◆ **Required work**:
**a)** Condense the paragraph that opens with Watch: “The Father” on Amazon Prime in the Daily Arts weekend picks into a shorter version that keeps its main facts.
**b)** Write the next part of the Daily Arts weekend picks, starting right after its final sentence.

Selected passage section start

Each week, Daily Arts writers evaluate the latest movies, shows, books, music, games and more. They watch, read and listen for the next standout artistic trends and then write about what that means for us in the art world and beyond. Come Friday, we highlight what Daily Arts loved most — here’s what will keep you captivated this weekend. 

— Zoe Phillips and Elise Godfryd, Managing Arts Editors 

Read: The Growth B-Side: The things we see and watch when we’re young tend to make deep impressions on us. “The Growth B-Side” is here to honor the ways that art — from the shows we watched to the books we read to songs we listened to — has changed us as we’ve grown. We’re here to talk about the things that brought comfort during a difficult time, represented personal experiences or influenced life in unexpected ways. 

And even as we pinpoint the things that influenced us the most, we continue to grow and learn more about ourselves in the process. Read more from Daily Arts Writers here

Watch: “The Father” on Amazon Prime: Throughout the film, characters appear and disappear, often to reappear played by different actors. The audience is never sure of which story is “real,” or which actor is the “real” character; in this way, we are just as deluded as Anthony. Although these shifts are upsetting to Anthony, they are often great filmmaking choices from the viewer’s perspective. As different actors slip into the same role and the set’s decor undergoes a sudden stylistic overhaul, the viewer is spellbound. Read more from Ross London here

Read: “Let Us Dream” by Pope Francis: “Let Us Dream” is framed as a call to action, but the specifics are vague. In the prologue, the pope makes his primary concerns clear: “How will we deal with the hidden pandemics of this world, the pandemics of hunger and violence and climate change?” But the pope does not always adhere to this broad sentiment. The book reads quite differently by its midpoint, nearly abandoning all poetry. I suspect that readers were not meant to tread past the inspiring prologue — the pages you might glance over at Barnes & Noble. Past that attractive introduction, “Let Us Dream” becomes less a sermon and more a crucial pathway into the conflicted mind of this man atop the spiritual mountain. Read more from Julian Wray here

Watch: “Words on Bathroom Walls” on Amazon Prime: In Words on Bathroom Walls,” Adam is not defined by his diagnosis, although it obviously causes a lot of changes in his life. He has a very distinctive personality, which includes a strong passion for cooking and ambitions to become a chef. He has goals, and we follow him as he learns how to live with his disorder in order to achieve them. Even if the portrayal isn’t perfect, it is refreshing to see a story of mental illness told in a caring way. Perhaps the bar is low, but this film surpasses it nonetheless. Read more from Judith Lawrence here.

Selected passage section end
Data excerpts section start

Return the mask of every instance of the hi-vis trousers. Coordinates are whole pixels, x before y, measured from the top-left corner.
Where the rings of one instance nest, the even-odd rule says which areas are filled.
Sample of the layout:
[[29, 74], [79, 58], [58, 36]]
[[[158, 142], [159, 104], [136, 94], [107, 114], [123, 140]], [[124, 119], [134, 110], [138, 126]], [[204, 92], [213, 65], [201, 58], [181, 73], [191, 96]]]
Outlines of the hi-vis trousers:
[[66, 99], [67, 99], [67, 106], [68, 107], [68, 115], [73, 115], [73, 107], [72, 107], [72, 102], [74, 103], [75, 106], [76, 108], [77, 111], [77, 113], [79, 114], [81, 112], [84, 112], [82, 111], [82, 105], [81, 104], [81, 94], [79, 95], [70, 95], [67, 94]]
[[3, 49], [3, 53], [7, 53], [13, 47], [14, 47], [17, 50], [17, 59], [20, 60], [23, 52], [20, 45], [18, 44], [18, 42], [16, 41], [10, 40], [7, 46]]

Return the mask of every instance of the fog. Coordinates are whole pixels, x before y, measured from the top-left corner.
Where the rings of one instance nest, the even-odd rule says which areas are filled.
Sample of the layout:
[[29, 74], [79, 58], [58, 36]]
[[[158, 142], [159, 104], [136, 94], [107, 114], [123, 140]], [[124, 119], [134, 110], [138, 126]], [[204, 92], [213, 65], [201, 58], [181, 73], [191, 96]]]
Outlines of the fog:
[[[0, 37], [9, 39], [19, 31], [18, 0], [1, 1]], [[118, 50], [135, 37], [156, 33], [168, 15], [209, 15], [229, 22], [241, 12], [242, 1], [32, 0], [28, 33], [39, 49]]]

Data excerpts section end

◆ **Answers to the problems**:
**a)** Watch: “The Father” on Amazon Prime: In the film, characters come and go and often return played by different actors. The audience never knows which story or actor is “real,” so viewers are as deluded as Anthony. These shifts upset Anthony, but for viewers they are strong filmmaking choices. Actors trade the same role and the set’s decor suddenly changes style, leaving the viewer spellbound. Read more from Ross London here

**b)**
Watch: “Made for Love” on HBO: The new series is a dark comedy based on Alissa Nutting’s 2017 novel of the same name. We meet Hazel Green (Cristin Milioti, “Palm Springs”) crawling out of a sewage drain in the middle of a dessert. Later we find out she’s married to Byron Gogol (Billy Magnussen, “The Bold Type”), a rich, Tony Stark type and CEO of Gogol Tech. After finding out Byron wants to put a chip into her brain to make them feel more “connected,” Hazel attempts to escape but it’s too late. The deed is done. The chip has already been implanted into her head. Read more from Jessica Curney here.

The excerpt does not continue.